(Records from a point annotation dataset)

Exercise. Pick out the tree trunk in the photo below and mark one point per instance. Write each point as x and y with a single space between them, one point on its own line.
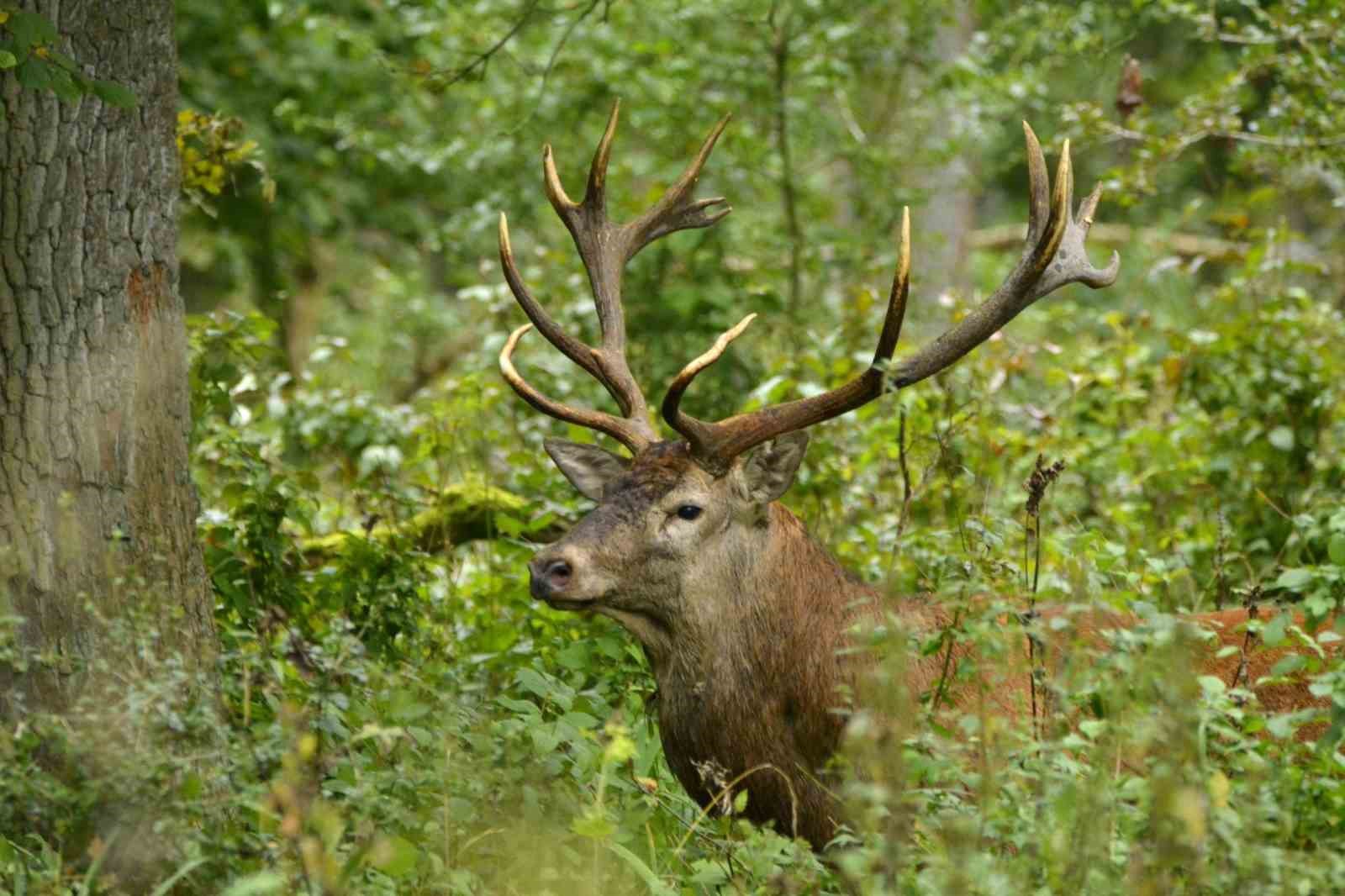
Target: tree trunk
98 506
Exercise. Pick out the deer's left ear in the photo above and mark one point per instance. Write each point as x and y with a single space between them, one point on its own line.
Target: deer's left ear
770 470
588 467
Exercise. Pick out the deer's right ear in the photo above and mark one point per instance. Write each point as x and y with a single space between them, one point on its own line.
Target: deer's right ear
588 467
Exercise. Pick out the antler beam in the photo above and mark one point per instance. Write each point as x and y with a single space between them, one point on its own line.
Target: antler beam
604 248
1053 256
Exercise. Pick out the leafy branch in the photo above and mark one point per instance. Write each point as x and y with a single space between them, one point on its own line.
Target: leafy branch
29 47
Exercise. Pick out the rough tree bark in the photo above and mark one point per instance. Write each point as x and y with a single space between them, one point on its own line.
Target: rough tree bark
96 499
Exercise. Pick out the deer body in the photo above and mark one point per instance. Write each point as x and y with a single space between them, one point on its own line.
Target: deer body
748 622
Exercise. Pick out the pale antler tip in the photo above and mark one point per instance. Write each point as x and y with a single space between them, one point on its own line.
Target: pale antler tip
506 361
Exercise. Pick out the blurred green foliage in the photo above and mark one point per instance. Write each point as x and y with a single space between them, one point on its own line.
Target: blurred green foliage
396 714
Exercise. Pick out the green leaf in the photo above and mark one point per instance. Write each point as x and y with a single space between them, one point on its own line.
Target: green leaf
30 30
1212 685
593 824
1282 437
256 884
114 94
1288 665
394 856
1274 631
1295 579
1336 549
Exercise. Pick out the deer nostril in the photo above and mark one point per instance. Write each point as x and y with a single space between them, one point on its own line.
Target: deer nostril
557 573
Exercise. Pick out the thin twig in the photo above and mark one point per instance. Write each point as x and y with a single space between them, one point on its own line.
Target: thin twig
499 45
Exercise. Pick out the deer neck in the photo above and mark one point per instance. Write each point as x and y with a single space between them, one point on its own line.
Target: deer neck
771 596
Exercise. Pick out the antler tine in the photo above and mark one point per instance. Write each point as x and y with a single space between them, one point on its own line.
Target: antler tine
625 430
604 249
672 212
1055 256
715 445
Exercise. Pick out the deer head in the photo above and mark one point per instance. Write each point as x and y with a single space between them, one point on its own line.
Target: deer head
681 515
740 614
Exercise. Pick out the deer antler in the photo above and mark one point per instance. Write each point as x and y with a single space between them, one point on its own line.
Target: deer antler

→ AIM OF THE EXERCISE: Please quote all of the lines above word for word, leaving the pictures out.

→ THE RESULT:
Exercise. Pick out the tree trunk in the photo below and mark one point per instance. Write each point as x and y with a single space between them, one point on its own line.
Target: tree trunk
98 506
Exercise. Pick out the deer's left ear in the photo above and mark one point per instance. Write each point as x and y with a single space between them, one point on its own line.
Target: deer's left ear
770 470
588 467
Exercise. Pick out the deer's right ear in the photo above and mark one point per instance. Write each point as x and y with a single space between them, one point on its own line.
Target: deer's right ear
588 467
Exercise. Pick out the antler beam in the photo above and mark one point per instance. Write each point as x and y with a single space between them, one point on its own line.
Target: antler beam
604 248
1053 256
Exercise. Pick out the leafy branch in the photo above and mark one point per instance. Write each point as x and y with a single space between them, one point on its own line.
Target: leafy branch
29 47
Exercise. Pick out the rough tree bark in the photo above and mark one point per instance. Write each point as x and y with a single space between them, one point on its own line.
Target: rough tree bark
96 499
Exercise. Pick out the deer body in the photo above and mark one point per instance. Write each point as x and y with a single space between them, one point on its own line.
Target: deer body
748 622
Exercise. Pick out the pale antler tip in the photo above and mark one point per instance. Write each point as x and y with a single space between them, one point on its own line.
Target: pale antler tip
506 361
Exercise. Pick out the blurred green foliage in the photo above and mark one point per instance. Write each point as x and y with a single space between them, one point on its own line.
Target: blurred green foliage
396 714
Exercise. Pick out the green leaf in the photo above and mark one point per instance. Write each point as x and y with a single space between them, one point on its own line.
Target: green leaf
30 30
1212 685
593 824
1282 437
256 884
114 94
1288 665
394 856
1274 631
1295 579
1336 549
Exercise. Pick out the deer nostril in the photo above and mark one point per instance. Write each point as x and y with a single space between them, one point on its own line.
Target: deer nostril
557 573
Exercise. Pick out the thin twig in the photo above and mark one point per instance. Write each point as x and y with a single space between them, one point on its own line.
Target: thin twig
499 45
Exercise. Pick out the deer neck in the photo above and mark one point per instance. Write each point as x and y with a single space between them, one point on its own line.
Target: deer neck
771 596
Exercise. Pick out the antler tine in the photo above and mark one point per instance. Write each point as x and y with a single space between them, one point on its own line.
Target: antler tine
625 430
604 249
672 212
1055 256
715 445
Exercise. Pick out the deer head in the photo above and mark one point per instance. Write each point as x and y with a single space between them, one point on its own line.
Target: deer head
681 515
740 614
Exercise. Pick out the deer antler in the photo above and mark one point per instance. Write each point as x and y with a single space between them, one point on its own line.
Target: deer antler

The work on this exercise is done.